» TRAVAUX DEMANDÉS:
1. Relevez, dans le texte sur l'initiative WikiEdu à l'Université McGill, les noms de toutes les personnes ayant choisi de retravailler la page anglaise consacrée à la thérapie orthophonique pour les personnes transgenres.
2. Résumez en deux phrases le texte sur l'initiative WikiEdu à l'Université McGill.

» TEXTE DU DOCUMENT:
L’initiative est la première du genre à l’Université

De gauche a droite: Omar Orbegozo Zavala, Kira Perlman, Jeanie Morry et Allyson Trainor
De gauche a droite: Omar Orbegozo Zavala, Kira Perlman, Jeanie Morry et Allyson Trainor

Wikipédia offre une abondance d’information sur les sujets les plus divers, mais on sait depuis longtemps qu’elle n’est pas aussi complète qu’on pourrait le souhaiter. Certains articles sont erronés, proposent de l’information scientifique non factuelle, sont mal structurés ou citent trop peu de sources. D’autres pages sont vides ou à l’état d’ébauche.

La professeure adjointe Nicole Li-Jessen, de l’École des sciences de la communication humaine de l’Université McGill, a décidé de contribuer à rectifier le problème. Dans son cours de deuxième cycle sur les troubles de la voix, le premier à McGill à prendre part à l’initiative WikiEdu de Wikipédia, la Pre Li-Jessen a ciblé sept articles de l’encyclopédie en ligne qui présentaient des lacunes et a demandé à ses étudiants en orthophonie de les retravailler.

Quatre de ses étudiants – Omar Orbegozo Zavala, Kira Perlman, Jeanie Morry et Allyson Trainor – ont choisi de s’attaquer à la page anglaise consacrée à la thérapie orthophonique pour les personnes transgenres. « Certains des articles proposés, celui sur les nodules par exemple, étaient déjà abordés en détail en classe », dit Omar, expliquant son choix de sujet. « À ma connaissance, cette question n’était pas au programme du cours, donc j’ai cru qu’il serait intéressant de l’explorer. » Les autres membres du groupe se sont intéressées au sujet pour des raisons similaires. Jeanie souhaitait creuser la question après avoir assisté à une séance de thérapie orthophonique auprès d’une personne transgenre alors qu’elle faisait du bénévolat avec une orthophoniste.

» Données enregistrées:
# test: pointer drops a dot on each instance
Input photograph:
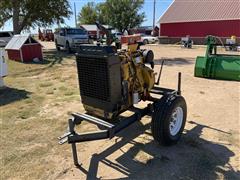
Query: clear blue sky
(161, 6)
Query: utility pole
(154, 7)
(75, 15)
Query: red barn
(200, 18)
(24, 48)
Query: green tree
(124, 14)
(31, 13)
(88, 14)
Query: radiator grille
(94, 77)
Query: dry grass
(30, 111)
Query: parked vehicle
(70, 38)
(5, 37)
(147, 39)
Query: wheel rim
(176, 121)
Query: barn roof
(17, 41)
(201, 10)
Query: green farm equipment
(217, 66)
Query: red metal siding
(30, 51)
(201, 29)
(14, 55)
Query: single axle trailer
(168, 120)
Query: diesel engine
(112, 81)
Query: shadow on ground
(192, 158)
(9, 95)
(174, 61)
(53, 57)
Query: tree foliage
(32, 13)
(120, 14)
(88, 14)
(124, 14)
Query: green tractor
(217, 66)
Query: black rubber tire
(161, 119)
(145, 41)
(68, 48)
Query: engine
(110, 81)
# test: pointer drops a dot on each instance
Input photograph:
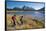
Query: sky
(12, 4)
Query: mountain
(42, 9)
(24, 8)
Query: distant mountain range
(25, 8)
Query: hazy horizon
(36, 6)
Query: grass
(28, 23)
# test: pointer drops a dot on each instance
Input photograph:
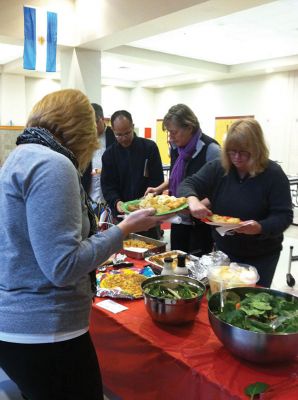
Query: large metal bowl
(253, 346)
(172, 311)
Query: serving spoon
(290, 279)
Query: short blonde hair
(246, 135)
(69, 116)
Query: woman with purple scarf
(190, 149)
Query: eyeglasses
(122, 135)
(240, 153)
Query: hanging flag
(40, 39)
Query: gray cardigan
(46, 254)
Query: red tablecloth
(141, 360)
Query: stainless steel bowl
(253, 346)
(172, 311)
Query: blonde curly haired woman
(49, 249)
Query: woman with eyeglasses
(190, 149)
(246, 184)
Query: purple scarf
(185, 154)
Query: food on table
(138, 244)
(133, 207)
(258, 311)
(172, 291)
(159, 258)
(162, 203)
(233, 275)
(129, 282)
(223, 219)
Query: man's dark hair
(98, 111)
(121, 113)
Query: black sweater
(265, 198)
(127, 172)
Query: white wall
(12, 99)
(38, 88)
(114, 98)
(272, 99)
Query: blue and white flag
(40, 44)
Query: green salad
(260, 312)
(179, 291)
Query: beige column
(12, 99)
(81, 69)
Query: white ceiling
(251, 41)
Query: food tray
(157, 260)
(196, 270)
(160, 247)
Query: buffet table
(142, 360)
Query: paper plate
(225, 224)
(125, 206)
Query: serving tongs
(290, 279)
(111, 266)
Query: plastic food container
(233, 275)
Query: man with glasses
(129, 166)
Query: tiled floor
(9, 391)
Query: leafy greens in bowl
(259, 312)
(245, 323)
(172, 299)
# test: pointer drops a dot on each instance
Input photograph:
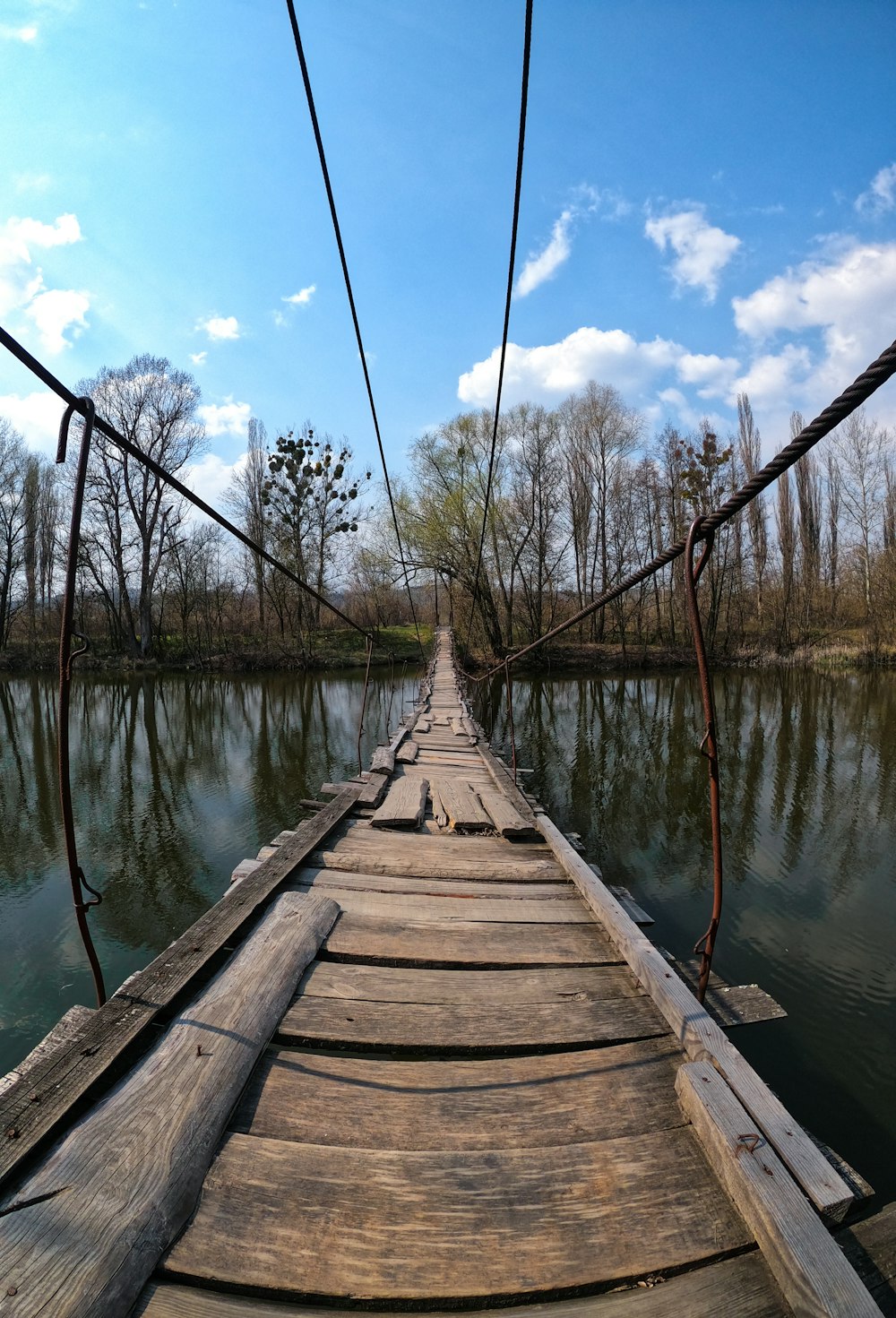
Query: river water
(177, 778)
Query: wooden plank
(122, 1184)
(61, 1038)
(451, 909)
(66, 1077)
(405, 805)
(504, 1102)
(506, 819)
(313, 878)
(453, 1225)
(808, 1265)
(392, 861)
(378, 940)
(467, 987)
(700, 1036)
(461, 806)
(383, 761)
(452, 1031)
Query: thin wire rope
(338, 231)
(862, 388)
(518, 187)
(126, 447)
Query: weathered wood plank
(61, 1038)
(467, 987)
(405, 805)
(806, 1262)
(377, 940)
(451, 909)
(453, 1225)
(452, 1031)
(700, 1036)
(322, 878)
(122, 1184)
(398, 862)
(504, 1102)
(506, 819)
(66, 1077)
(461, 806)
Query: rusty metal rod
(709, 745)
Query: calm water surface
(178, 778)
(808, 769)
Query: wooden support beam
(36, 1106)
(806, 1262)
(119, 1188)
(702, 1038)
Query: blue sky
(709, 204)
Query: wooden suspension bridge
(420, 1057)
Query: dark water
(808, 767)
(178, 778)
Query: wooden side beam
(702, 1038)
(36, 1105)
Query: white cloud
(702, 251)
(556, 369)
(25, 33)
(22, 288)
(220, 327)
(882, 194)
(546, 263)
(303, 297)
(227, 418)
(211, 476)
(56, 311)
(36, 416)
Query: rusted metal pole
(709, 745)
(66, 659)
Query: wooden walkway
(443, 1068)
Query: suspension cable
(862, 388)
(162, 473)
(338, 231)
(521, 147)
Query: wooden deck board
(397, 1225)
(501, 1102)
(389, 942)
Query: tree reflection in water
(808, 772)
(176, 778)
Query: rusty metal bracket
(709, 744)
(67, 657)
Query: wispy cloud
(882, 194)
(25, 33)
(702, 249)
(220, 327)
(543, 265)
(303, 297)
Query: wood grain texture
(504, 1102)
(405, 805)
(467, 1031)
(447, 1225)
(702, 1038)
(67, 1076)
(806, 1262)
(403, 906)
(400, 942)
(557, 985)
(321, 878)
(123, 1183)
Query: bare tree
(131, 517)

» RÉPONSES ATTENDUES:
1. Omar Orbegozo Zavala, Kira Perlman, Jeanie Morry, Allyson Trainor

2. La professeure adjointe Nicole Li-Jessen a inscrit son cours de deuxième cycle sur les troubles de la voix à l'initiative WikiEdu de Wikipédia, une première à McGill, et a demandé à ses étudiants en orthophonie de retravailler sept articles lacunaires de l'encyclopédie en ligne. Quatre d'entre eux ont choisi la page anglaise sur la thérapie orthophonique pour les personnes transgenres, un sujet qui, selon Omar, ne figurait pas au programme du cours.